YOUR INSTRUCTIONS =>
Word for word, set down every line of the entries below from the line with "[(301, 117)]" to the line with "[(326, 227)]", including both, and no other line.

RECORDS SUPPLIED =>
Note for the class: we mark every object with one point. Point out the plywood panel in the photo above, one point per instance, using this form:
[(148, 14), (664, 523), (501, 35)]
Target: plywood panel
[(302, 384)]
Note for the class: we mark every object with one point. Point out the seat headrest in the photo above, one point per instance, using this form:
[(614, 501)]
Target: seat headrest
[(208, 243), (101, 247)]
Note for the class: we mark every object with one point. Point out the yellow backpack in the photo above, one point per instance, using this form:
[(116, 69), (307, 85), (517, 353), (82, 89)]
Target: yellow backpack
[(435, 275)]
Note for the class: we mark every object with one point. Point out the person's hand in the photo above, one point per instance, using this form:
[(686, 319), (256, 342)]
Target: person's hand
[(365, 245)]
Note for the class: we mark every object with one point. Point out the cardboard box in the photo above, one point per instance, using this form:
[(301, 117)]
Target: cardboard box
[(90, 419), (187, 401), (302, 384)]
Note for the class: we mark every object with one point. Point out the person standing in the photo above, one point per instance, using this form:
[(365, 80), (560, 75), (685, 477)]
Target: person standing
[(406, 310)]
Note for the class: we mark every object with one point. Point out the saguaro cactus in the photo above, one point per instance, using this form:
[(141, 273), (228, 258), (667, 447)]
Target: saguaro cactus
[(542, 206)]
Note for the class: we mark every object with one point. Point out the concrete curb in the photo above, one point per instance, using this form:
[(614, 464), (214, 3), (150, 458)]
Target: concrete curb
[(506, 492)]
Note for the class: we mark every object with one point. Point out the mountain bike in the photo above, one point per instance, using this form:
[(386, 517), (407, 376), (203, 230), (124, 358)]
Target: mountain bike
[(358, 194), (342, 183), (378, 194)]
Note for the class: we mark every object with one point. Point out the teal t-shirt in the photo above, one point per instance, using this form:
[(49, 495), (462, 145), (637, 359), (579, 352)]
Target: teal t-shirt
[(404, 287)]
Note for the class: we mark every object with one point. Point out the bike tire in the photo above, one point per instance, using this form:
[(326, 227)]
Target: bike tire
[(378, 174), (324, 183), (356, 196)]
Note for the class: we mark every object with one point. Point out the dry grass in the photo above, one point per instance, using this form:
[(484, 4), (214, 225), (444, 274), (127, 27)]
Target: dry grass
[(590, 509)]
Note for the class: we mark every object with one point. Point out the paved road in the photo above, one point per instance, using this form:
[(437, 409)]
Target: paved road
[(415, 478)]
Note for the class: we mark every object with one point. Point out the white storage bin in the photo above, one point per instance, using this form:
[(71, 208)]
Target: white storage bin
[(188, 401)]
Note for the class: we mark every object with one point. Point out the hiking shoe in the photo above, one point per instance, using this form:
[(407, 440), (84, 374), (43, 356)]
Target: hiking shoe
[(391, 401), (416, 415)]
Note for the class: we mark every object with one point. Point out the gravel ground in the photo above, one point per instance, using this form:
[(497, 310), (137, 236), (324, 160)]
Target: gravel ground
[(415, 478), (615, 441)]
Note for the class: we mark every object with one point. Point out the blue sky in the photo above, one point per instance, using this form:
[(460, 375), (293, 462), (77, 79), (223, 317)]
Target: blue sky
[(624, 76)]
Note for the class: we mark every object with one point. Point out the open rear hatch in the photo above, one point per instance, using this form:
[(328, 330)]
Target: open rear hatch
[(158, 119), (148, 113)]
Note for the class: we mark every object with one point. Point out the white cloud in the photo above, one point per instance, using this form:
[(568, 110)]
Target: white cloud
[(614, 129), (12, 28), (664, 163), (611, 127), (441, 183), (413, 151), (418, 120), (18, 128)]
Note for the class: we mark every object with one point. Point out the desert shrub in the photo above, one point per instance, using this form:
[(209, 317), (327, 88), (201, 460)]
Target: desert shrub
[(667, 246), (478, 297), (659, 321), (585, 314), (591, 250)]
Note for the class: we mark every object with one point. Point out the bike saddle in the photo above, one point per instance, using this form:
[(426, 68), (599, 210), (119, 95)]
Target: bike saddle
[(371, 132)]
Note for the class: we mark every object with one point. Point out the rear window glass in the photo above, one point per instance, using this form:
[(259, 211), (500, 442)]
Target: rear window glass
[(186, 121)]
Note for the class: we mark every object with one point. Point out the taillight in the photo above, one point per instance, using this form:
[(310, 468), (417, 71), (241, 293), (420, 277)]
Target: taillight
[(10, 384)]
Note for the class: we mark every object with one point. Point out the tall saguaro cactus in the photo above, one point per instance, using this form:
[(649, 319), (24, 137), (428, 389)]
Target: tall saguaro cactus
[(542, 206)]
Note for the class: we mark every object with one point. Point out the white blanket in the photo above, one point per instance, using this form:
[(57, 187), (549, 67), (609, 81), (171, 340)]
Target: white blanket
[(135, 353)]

---

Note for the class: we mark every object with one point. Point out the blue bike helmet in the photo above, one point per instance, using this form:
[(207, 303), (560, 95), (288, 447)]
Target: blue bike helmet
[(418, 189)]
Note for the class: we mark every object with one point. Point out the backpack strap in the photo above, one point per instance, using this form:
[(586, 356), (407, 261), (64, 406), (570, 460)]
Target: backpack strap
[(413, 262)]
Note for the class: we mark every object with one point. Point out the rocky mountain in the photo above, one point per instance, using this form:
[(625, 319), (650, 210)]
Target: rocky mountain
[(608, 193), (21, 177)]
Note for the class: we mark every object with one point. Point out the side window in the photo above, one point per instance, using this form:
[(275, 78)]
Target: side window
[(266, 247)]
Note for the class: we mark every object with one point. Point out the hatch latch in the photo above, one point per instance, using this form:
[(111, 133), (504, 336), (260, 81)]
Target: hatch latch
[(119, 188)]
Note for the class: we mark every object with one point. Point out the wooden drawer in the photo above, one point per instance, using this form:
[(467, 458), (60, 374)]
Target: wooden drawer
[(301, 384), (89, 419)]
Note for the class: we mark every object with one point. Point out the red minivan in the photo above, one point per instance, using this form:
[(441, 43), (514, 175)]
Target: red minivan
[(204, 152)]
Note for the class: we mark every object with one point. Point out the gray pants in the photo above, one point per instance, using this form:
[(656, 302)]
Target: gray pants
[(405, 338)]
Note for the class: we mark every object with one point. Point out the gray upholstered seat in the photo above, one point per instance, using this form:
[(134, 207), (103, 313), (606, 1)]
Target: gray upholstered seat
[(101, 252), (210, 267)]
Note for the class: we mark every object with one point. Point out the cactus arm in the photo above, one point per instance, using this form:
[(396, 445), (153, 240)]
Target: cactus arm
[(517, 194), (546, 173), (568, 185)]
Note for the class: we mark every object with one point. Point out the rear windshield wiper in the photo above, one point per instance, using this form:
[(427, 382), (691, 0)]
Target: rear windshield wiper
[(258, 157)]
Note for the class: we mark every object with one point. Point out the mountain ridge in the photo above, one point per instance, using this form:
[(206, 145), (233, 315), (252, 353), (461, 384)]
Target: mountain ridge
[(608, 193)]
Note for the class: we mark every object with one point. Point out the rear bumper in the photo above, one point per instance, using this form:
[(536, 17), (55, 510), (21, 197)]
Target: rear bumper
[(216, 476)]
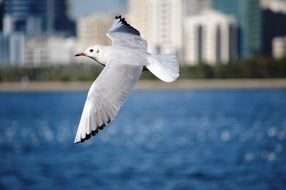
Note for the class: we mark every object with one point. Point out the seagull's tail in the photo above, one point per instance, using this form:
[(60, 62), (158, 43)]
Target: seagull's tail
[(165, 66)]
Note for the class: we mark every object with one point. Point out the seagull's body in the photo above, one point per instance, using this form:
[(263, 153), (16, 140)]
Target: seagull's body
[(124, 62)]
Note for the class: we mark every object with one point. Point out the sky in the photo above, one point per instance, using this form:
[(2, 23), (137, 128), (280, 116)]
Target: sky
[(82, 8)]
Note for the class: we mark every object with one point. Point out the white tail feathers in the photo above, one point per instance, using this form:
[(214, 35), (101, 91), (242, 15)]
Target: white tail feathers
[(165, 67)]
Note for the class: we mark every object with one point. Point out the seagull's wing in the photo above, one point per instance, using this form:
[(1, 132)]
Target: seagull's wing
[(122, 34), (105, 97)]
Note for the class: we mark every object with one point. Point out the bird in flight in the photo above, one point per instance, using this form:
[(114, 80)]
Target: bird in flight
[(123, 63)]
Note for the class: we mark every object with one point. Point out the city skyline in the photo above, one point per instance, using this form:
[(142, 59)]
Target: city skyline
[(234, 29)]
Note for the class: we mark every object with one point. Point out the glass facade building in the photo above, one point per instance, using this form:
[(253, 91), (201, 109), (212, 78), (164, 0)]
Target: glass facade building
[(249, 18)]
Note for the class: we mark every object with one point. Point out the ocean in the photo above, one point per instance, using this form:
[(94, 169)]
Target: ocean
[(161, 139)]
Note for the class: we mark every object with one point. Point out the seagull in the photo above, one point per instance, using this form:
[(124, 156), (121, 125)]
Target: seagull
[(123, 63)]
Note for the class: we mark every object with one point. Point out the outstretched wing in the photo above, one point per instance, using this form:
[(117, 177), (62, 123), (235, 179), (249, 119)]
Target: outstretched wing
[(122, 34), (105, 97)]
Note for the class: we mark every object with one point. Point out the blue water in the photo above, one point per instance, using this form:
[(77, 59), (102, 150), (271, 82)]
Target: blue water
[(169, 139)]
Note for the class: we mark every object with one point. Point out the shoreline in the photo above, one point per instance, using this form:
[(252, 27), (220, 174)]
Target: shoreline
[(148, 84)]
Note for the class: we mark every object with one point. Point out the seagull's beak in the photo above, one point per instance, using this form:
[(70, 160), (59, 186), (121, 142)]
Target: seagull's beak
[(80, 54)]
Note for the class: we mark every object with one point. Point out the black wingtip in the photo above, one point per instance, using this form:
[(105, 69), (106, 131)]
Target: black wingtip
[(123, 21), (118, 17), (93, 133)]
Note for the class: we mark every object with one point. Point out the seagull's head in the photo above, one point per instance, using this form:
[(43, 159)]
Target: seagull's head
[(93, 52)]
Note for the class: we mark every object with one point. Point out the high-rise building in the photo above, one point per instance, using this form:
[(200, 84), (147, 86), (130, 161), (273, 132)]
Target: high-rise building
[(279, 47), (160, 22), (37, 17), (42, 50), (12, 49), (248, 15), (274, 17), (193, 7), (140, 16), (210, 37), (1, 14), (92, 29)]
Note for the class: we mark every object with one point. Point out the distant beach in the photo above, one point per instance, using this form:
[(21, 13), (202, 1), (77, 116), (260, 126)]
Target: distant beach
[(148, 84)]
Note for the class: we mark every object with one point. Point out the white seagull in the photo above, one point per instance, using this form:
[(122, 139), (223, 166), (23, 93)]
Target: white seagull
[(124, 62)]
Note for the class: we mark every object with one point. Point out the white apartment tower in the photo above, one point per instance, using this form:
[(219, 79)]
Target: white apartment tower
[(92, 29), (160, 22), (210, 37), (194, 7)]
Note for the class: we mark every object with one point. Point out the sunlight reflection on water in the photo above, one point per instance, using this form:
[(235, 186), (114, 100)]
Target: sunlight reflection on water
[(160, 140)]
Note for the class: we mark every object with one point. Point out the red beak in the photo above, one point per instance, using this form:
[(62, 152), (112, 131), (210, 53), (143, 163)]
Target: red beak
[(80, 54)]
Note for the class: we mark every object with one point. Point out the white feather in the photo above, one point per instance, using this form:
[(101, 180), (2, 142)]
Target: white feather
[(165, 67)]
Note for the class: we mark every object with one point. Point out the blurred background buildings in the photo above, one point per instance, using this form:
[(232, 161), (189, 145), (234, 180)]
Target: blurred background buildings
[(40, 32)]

SOLUTION TO THIS EXERCISE =>
[(301, 117)]
Target: cardboard box
[(90, 419), (187, 401), (302, 384)]
Note for the class: we mark every object with one point. Point out the person standing in the photo above, one point per instance, using this form:
[(365, 80), (560, 75), (685, 477)]
Target: person standing
[(406, 310)]
Note for the class: we mark every object with one point. Point out the saguaro cactus in the photo above, one point per instance, using this form:
[(141, 273), (228, 258), (667, 447)]
Target: saguaro cactus
[(542, 206)]
Note for the class: we mark every object with one point. Point out the concrete curb in the photo above, one point per instance, using this form:
[(614, 464), (214, 3), (150, 458)]
Target: concrete curb
[(506, 492)]
Note for the class: we mark every object with one point. Point out the mountain bike in the photo above, one point per instance, using this form:
[(386, 517), (407, 376), (203, 230), (124, 358)]
Target: mountain bike
[(358, 194), (342, 183), (378, 194)]
Note for the class: we mark every object with one point. Point out the teal t-shirt in the photo above, one point per instance, using this form:
[(49, 495), (462, 145), (637, 359), (579, 352)]
Target: teal t-shirt
[(404, 287)]
Note for the class: we mark every object with one point. Point out the bike tire in the photo above, one point per instance, using this form:
[(326, 227)]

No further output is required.